TASK TO CARRY OUT: Reproduce only the lines from the line containing "Tag a single point on each instance of the white tiled" to the end of the entries below, including both of those lines.

EXERCISE MATERIAL:
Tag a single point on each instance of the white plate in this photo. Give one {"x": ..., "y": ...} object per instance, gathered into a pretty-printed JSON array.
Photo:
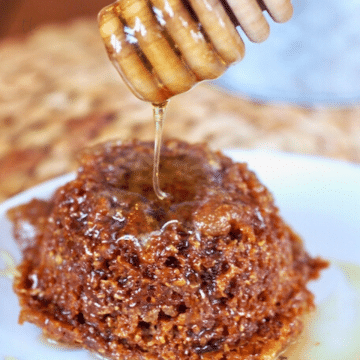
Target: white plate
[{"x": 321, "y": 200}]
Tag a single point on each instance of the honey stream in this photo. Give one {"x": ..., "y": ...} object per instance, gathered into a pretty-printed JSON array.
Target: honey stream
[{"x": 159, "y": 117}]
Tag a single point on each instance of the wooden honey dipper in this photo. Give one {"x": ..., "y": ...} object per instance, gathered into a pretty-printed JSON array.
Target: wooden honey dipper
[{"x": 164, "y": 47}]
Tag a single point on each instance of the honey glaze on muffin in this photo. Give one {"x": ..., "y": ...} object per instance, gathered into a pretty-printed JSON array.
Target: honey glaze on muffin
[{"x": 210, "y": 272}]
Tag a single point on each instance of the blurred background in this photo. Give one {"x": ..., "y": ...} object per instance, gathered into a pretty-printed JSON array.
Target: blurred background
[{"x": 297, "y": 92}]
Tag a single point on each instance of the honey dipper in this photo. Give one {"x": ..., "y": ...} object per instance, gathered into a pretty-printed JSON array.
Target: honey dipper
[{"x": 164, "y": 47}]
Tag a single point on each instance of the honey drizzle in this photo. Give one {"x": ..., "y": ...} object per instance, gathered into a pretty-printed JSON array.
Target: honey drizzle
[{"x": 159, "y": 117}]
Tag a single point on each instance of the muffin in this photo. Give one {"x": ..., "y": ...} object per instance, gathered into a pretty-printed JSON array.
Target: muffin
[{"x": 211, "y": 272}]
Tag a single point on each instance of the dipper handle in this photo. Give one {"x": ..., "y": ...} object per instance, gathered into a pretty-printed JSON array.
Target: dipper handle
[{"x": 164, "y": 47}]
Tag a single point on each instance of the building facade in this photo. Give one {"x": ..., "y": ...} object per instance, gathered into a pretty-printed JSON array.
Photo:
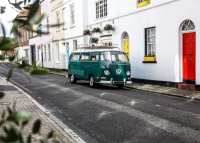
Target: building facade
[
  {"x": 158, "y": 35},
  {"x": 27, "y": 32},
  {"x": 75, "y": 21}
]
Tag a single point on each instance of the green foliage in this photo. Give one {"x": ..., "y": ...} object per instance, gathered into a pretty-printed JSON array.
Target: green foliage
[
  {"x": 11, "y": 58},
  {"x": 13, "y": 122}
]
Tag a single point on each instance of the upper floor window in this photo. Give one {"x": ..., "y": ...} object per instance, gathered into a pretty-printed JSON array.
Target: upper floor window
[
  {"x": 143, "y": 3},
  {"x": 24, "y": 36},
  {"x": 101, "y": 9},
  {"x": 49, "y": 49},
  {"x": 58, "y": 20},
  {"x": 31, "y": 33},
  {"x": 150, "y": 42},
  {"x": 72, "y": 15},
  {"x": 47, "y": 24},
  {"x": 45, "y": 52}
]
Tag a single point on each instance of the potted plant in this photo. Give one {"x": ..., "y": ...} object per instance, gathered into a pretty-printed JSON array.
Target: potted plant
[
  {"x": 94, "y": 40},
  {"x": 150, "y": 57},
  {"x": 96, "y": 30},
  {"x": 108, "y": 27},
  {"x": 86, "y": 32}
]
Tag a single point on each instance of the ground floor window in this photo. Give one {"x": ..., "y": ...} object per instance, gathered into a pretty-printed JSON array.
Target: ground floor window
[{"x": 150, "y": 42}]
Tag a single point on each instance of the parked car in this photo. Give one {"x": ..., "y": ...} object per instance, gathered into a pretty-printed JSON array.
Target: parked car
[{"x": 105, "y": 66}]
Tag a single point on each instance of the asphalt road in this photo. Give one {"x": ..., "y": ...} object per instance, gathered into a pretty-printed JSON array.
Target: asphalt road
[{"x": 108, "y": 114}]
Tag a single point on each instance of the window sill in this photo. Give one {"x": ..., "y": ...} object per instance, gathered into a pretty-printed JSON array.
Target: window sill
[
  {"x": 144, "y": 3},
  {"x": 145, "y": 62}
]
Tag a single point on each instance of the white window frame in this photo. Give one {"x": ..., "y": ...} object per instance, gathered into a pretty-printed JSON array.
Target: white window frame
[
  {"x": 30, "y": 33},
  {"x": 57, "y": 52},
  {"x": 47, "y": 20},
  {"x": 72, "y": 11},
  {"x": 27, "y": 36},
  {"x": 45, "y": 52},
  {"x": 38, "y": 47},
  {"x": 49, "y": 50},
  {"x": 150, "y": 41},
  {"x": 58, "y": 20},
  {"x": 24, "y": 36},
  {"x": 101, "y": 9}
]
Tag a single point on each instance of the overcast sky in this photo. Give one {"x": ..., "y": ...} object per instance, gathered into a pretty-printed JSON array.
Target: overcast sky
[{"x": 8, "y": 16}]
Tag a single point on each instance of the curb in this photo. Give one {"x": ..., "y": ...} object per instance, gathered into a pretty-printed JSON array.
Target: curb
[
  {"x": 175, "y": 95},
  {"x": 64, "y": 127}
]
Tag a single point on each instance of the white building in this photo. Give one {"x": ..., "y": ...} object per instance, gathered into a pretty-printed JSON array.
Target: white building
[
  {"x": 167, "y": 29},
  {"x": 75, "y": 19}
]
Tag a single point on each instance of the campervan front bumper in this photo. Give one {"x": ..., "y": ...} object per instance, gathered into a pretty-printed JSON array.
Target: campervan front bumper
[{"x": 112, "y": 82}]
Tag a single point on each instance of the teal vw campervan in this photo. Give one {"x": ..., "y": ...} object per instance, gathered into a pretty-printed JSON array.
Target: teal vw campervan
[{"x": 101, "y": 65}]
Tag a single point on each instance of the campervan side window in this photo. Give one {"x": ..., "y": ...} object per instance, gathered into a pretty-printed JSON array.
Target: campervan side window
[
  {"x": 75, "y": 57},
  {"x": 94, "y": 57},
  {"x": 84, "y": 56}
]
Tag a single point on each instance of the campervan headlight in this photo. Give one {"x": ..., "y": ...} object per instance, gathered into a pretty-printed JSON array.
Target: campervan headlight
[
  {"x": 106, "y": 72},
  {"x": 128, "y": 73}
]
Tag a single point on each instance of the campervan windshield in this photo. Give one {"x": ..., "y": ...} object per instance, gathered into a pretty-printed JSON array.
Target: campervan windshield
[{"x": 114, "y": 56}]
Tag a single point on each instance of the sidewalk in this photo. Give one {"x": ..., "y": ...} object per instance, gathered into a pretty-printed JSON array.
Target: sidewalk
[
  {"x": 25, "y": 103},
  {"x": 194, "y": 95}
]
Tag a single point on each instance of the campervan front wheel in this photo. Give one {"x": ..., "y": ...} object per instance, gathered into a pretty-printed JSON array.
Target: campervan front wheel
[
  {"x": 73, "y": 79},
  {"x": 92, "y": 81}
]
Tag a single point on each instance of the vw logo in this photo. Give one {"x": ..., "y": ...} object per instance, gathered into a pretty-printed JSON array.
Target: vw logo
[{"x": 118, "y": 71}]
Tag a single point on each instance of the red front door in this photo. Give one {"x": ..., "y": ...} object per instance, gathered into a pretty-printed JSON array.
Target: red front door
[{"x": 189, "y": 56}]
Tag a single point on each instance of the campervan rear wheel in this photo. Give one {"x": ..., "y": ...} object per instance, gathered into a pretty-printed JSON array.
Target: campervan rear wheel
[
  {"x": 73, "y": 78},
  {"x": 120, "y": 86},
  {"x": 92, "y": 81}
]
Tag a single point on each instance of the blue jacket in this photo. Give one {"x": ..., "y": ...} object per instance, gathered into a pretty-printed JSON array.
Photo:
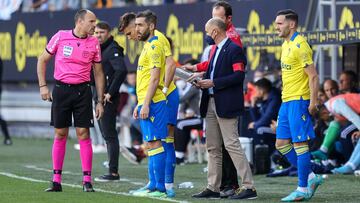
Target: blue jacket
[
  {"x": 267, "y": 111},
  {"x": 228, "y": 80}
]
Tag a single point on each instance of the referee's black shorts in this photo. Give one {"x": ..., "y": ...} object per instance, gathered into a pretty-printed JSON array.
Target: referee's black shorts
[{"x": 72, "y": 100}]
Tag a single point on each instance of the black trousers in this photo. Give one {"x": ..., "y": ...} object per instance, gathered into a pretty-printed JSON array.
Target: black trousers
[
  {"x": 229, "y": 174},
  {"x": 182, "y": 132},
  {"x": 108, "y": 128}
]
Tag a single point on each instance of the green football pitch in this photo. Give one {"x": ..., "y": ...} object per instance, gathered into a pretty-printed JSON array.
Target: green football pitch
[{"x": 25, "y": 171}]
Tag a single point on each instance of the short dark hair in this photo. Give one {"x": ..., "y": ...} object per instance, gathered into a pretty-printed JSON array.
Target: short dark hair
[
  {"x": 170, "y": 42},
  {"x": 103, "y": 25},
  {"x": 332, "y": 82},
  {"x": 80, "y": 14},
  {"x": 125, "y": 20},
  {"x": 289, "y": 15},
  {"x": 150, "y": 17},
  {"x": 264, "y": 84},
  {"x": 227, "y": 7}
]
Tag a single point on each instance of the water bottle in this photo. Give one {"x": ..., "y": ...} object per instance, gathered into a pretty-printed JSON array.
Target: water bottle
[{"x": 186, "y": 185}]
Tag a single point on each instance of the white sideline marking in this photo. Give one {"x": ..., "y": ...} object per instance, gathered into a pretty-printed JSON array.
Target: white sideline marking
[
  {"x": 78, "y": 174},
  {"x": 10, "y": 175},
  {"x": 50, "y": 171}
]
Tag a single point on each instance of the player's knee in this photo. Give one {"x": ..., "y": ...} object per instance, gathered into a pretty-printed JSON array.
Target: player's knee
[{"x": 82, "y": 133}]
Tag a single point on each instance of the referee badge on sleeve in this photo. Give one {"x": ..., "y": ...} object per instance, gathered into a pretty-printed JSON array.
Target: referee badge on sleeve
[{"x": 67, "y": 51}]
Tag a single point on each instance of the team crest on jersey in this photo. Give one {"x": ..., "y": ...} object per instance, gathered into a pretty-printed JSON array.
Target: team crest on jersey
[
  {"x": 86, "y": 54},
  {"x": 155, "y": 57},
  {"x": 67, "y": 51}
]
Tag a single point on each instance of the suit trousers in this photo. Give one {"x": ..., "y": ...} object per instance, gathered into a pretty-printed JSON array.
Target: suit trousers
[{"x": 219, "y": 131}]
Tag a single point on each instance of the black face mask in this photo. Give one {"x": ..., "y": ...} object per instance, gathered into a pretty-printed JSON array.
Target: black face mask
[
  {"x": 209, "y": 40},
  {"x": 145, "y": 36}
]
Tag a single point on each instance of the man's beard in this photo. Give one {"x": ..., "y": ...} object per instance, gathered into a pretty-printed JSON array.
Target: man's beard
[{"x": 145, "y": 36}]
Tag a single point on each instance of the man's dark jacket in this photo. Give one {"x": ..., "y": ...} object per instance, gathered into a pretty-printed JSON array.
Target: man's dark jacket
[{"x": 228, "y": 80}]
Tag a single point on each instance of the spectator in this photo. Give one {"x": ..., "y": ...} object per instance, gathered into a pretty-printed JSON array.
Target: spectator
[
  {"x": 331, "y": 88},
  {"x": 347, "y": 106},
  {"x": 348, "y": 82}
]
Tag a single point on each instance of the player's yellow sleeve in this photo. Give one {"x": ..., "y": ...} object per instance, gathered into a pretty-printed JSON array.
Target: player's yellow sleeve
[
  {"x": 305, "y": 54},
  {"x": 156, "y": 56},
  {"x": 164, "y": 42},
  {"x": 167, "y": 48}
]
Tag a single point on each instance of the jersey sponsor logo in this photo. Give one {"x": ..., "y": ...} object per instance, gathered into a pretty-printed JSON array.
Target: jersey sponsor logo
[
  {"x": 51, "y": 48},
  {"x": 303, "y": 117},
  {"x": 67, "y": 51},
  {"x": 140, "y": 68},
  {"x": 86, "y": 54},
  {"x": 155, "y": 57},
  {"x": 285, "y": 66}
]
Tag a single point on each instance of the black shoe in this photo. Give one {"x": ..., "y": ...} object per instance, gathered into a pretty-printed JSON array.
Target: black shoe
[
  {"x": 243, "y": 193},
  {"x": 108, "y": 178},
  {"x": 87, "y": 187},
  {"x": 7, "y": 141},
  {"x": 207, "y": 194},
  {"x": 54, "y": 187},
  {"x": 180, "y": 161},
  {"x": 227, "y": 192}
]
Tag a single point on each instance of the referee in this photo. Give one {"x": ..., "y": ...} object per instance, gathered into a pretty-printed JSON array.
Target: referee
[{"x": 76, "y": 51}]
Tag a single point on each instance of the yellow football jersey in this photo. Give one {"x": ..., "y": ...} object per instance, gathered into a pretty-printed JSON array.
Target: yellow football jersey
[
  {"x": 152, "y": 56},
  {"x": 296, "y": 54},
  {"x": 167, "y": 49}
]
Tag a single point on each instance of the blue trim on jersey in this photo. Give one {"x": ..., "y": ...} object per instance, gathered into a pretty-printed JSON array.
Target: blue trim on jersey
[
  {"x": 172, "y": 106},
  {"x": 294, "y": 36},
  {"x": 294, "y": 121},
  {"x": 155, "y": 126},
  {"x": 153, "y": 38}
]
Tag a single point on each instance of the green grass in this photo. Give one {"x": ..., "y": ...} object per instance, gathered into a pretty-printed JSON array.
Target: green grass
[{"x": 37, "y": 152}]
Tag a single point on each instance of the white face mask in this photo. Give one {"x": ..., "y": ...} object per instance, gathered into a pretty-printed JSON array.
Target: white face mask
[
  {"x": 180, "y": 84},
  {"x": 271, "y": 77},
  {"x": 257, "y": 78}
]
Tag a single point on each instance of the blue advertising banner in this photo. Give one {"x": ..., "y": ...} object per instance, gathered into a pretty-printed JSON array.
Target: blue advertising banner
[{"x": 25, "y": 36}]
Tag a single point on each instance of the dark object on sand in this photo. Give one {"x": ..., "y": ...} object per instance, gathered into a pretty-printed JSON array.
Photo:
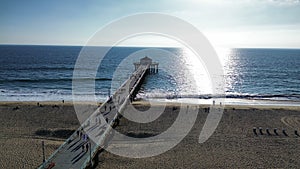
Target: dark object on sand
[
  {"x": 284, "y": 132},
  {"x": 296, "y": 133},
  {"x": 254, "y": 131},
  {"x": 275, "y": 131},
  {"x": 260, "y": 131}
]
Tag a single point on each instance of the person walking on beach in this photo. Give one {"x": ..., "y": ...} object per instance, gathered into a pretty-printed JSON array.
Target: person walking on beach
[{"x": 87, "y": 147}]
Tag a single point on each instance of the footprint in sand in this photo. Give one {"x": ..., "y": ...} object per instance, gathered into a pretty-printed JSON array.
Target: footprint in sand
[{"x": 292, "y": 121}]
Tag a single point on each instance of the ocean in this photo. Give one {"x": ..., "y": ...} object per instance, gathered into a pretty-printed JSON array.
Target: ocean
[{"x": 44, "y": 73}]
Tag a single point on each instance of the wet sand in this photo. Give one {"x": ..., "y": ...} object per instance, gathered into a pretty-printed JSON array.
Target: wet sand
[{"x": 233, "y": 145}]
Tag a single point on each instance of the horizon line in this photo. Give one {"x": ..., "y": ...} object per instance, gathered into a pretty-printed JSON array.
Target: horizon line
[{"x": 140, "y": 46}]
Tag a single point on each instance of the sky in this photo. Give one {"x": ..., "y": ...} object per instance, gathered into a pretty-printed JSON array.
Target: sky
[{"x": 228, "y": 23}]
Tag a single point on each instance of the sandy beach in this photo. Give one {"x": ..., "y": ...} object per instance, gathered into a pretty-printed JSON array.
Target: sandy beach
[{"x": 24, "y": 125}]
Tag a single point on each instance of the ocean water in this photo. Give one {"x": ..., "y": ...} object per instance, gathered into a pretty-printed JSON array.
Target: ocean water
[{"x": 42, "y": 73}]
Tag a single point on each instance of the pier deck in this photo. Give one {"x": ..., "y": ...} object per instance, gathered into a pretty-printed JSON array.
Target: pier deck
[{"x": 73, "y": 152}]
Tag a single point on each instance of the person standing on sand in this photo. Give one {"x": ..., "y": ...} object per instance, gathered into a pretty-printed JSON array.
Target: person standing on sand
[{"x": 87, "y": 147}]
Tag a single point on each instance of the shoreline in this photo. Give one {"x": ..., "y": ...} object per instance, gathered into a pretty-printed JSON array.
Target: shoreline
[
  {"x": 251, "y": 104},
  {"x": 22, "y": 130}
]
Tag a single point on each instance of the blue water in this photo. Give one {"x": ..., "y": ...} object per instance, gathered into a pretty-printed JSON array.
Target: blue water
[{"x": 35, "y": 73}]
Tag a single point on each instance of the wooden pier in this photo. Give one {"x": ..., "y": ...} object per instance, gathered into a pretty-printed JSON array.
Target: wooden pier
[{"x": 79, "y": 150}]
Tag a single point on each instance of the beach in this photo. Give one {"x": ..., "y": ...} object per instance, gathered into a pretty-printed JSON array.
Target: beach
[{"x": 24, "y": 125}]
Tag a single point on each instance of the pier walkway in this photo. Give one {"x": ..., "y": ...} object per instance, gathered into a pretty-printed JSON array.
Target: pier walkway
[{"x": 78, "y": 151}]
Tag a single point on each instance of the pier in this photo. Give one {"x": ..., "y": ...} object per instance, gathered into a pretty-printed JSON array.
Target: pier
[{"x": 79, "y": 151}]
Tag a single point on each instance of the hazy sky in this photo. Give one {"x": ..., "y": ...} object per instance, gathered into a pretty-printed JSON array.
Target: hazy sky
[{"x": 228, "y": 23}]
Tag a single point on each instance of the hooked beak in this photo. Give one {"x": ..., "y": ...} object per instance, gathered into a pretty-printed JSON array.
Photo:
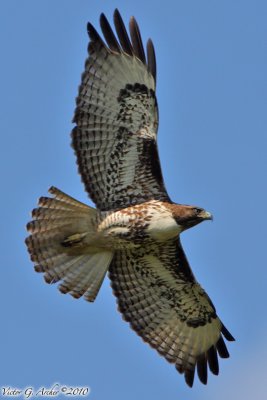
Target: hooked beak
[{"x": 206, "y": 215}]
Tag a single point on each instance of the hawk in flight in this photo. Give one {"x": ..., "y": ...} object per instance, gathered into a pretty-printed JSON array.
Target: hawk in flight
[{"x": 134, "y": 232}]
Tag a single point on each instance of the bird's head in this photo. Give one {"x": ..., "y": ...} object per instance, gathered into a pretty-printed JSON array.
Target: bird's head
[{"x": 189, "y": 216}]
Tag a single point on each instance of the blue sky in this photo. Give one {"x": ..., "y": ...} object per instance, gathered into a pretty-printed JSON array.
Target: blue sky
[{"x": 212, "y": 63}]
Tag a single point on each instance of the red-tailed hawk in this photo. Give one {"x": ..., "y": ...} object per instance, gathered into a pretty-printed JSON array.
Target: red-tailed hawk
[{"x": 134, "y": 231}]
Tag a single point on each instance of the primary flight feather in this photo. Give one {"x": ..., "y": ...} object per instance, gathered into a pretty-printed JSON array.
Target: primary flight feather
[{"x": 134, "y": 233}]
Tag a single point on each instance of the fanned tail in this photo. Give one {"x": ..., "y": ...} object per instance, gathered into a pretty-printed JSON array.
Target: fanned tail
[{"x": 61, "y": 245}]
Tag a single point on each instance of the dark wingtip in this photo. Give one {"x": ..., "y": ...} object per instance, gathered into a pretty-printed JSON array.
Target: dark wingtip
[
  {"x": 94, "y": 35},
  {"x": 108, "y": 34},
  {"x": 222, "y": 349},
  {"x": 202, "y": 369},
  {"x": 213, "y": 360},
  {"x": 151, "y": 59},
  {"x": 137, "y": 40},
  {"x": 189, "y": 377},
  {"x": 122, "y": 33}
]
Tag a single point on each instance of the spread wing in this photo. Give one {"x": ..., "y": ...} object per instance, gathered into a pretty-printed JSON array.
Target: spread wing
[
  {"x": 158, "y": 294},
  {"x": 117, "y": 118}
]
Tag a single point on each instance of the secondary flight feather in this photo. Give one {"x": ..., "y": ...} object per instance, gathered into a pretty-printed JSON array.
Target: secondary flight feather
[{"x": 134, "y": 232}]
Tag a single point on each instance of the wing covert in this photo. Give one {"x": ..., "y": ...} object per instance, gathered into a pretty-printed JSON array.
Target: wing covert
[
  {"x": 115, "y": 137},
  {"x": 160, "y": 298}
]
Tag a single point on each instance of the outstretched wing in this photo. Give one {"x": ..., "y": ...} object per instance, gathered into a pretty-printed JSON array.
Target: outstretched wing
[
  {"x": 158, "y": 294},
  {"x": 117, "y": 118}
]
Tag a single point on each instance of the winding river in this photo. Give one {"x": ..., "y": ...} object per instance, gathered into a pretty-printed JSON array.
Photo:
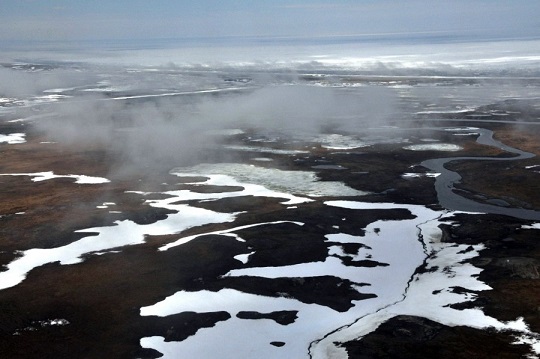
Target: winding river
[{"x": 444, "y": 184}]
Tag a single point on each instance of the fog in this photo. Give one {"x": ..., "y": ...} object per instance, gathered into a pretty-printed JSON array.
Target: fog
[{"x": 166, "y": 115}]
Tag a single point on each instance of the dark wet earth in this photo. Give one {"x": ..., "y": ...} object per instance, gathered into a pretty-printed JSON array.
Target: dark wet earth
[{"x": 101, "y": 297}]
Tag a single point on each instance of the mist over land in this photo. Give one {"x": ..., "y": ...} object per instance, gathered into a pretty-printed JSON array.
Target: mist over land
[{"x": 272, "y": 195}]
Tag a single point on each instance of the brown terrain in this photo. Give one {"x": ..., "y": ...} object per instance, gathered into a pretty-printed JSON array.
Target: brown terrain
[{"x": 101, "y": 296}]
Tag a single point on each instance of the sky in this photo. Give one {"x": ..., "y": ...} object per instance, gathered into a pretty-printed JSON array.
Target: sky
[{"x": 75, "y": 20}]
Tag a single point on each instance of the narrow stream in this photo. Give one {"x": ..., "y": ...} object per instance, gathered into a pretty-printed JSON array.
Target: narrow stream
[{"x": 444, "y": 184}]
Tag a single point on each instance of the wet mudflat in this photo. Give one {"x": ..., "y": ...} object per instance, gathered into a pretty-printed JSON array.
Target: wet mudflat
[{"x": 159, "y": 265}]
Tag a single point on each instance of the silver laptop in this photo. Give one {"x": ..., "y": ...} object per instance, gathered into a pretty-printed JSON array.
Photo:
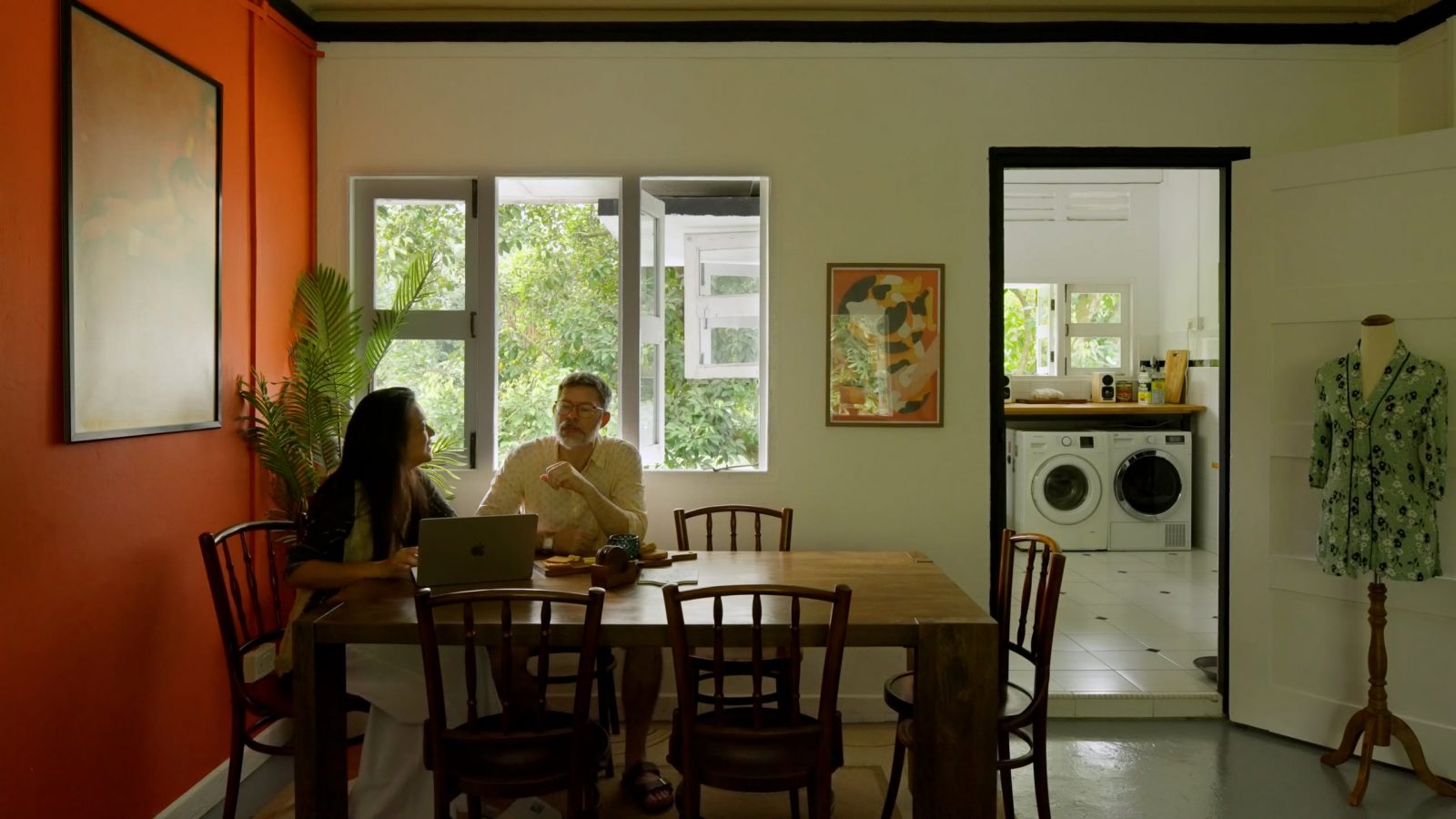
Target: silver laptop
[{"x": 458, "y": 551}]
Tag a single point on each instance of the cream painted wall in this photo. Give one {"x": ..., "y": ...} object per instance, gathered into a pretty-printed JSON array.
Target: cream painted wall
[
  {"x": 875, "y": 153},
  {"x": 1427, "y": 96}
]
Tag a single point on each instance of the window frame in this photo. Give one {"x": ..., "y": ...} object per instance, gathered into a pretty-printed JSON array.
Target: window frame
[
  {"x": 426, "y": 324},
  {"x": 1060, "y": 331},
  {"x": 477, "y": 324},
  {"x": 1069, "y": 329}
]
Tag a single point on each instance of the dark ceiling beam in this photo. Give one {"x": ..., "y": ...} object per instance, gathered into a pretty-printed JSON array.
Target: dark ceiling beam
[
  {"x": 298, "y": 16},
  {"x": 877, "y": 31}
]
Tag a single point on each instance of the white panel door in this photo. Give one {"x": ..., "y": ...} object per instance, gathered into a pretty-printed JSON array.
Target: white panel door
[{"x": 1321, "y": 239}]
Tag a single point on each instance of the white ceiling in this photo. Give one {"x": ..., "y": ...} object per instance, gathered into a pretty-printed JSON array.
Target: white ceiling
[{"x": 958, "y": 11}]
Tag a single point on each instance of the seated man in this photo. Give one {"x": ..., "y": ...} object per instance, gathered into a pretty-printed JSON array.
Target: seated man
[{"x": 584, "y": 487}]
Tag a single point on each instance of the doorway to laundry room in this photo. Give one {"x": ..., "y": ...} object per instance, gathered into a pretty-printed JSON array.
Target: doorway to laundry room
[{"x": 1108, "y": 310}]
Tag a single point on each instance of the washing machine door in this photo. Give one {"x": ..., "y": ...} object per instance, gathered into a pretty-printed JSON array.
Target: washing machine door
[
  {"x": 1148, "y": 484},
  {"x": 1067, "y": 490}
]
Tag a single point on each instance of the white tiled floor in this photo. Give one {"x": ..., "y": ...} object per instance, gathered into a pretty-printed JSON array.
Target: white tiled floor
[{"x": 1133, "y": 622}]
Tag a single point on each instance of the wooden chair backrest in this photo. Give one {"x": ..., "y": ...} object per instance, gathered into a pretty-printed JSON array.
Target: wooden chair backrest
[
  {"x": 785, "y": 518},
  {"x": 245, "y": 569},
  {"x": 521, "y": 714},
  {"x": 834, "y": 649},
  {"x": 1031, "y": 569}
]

THE COMPLETED TASK:
Tag a single point on each instance of the white tiled floor in this photo. Give one {"x": ..., "y": ...} object per instance, gathered into a pretty-printed JSON array.
Target: white tiled floor
[{"x": 1133, "y": 622}]
Tag a single point on each instance of the wooden chair backrest in this photo. Give one {"x": ..., "y": ...} object per instance, gathered into a pretty-printed JSON array.
Target: wooden chair backrest
[
  {"x": 785, "y": 518},
  {"x": 245, "y": 569},
  {"x": 521, "y": 714},
  {"x": 834, "y": 649},
  {"x": 1031, "y": 569}
]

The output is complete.